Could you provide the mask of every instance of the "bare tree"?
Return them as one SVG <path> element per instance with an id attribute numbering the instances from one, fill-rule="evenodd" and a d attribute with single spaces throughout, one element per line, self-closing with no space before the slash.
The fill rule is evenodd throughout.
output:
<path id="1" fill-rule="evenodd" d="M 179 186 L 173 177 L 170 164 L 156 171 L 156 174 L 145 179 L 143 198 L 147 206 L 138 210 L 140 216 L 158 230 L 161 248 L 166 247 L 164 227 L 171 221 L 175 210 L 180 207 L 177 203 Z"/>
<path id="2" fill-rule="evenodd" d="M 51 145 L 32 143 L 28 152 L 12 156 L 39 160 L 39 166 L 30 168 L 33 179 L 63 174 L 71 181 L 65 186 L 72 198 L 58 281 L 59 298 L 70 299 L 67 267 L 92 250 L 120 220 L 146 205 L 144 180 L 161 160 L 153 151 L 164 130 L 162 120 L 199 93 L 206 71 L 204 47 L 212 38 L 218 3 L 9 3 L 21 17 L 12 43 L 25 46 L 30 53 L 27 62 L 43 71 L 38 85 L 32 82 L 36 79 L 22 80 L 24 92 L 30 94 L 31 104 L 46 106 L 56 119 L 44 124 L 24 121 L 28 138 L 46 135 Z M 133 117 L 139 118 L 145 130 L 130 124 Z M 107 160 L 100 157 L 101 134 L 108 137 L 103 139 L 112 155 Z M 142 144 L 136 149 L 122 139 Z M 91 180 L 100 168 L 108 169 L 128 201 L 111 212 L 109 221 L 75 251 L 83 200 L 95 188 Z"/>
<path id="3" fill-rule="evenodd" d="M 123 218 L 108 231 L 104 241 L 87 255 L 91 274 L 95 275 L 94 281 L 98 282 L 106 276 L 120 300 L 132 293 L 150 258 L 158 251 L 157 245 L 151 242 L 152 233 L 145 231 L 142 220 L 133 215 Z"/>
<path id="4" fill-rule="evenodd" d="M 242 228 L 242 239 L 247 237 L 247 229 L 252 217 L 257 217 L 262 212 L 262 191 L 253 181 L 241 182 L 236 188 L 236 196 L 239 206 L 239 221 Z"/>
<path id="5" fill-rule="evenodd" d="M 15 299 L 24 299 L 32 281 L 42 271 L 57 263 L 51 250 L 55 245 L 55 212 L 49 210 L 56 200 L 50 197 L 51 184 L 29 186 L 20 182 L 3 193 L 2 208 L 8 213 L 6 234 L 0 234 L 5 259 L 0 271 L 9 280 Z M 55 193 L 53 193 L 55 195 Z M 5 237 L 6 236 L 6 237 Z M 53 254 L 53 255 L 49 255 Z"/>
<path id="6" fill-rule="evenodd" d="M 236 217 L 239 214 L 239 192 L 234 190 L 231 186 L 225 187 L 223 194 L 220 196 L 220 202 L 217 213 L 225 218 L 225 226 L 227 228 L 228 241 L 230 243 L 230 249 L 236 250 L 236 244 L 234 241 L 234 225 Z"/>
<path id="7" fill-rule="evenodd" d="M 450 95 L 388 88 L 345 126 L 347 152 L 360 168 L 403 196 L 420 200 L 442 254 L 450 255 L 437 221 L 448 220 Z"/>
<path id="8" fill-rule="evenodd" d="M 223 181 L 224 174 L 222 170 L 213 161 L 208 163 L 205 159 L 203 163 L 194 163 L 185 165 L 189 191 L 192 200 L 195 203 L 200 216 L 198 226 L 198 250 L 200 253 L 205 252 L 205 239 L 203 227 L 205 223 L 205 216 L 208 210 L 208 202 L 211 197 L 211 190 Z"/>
---
Reproduce all of the data above word for word, line by line.

WORKED ANSWER:
Could you provide the mask of every instance of the "bare tree"?
Return them as one SVG <path> element per instance with an id attribute numbering the instances from one, fill-rule="evenodd" and a d attribute with single spaces throughout, one element per line, self-closing with no space before the slash.
The fill rule is evenodd throughout.
output:
<path id="1" fill-rule="evenodd" d="M 179 186 L 173 177 L 170 164 L 156 171 L 156 174 L 145 179 L 143 198 L 147 206 L 138 210 L 140 216 L 158 230 L 161 248 L 166 247 L 164 227 L 171 221 L 175 210 L 180 207 L 177 203 Z"/>
<path id="2" fill-rule="evenodd" d="M 51 145 L 32 143 L 28 152 L 12 156 L 39 160 L 39 166 L 30 168 L 33 179 L 63 174 L 71 181 L 65 186 L 72 198 L 58 281 L 59 298 L 70 299 L 67 267 L 92 250 L 120 220 L 146 205 L 144 180 L 161 160 L 153 151 L 164 130 L 162 120 L 199 93 L 206 71 L 204 47 L 212 38 L 218 3 L 9 3 L 21 17 L 12 43 L 25 46 L 30 53 L 27 62 L 43 71 L 38 85 L 32 82 L 36 79 L 22 80 L 24 92 L 30 94 L 31 104 L 46 106 L 56 119 L 44 124 L 24 121 L 28 138 L 46 135 Z M 133 117 L 139 118 L 145 130 L 130 124 Z M 107 160 L 100 157 L 101 134 L 108 137 L 103 139 L 112 155 Z M 142 144 L 136 149 L 122 139 Z M 91 180 L 100 168 L 108 169 L 128 201 L 111 212 L 109 221 L 75 251 L 83 200 L 95 188 Z"/>
<path id="3" fill-rule="evenodd" d="M 123 218 L 108 231 L 104 241 L 87 255 L 91 274 L 95 275 L 94 281 L 98 282 L 106 276 L 120 300 L 132 293 L 150 258 L 158 251 L 157 245 L 151 242 L 152 233 L 145 231 L 142 220 L 133 215 Z"/>
<path id="4" fill-rule="evenodd" d="M 242 228 L 242 239 L 247 237 L 247 229 L 252 217 L 257 217 L 262 212 L 262 191 L 253 181 L 241 182 L 236 188 L 236 196 L 239 206 L 239 221 Z"/>
<path id="5" fill-rule="evenodd" d="M 15 299 L 24 299 L 32 281 L 42 271 L 57 263 L 51 250 L 55 245 L 55 212 L 49 210 L 56 200 L 50 197 L 51 184 L 29 186 L 20 182 L 3 193 L 2 208 L 8 213 L 6 234 L 0 234 L 5 259 L 0 271 L 9 280 Z M 55 193 L 53 193 L 55 195 Z M 5 237 L 6 236 L 6 237 Z M 53 254 L 53 255 L 49 255 Z"/>
<path id="6" fill-rule="evenodd" d="M 236 217 L 239 214 L 239 192 L 234 190 L 231 186 L 225 187 L 223 194 L 220 196 L 220 202 L 217 213 L 225 218 L 225 226 L 227 228 L 228 241 L 230 243 L 230 249 L 236 250 L 236 244 L 234 241 L 234 225 Z"/>
<path id="7" fill-rule="evenodd" d="M 450 95 L 388 88 L 345 126 L 347 152 L 360 168 L 403 196 L 420 200 L 442 254 L 450 255 L 437 221 L 448 220 Z"/>
<path id="8" fill-rule="evenodd" d="M 223 181 L 224 174 L 222 170 L 213 161 L 208 163 L 205 159 L 203 163 L 194 163 L 185 165 L 189 191 L 192 200 L 195 203 L 200 216 L 198 226 L 198 250 L 200 253 L 205 252 L 205 239 L 203 227 L 205 223 L 205 216 L 208 210 L 208 202 L 211 197 L 211 190 Z"/>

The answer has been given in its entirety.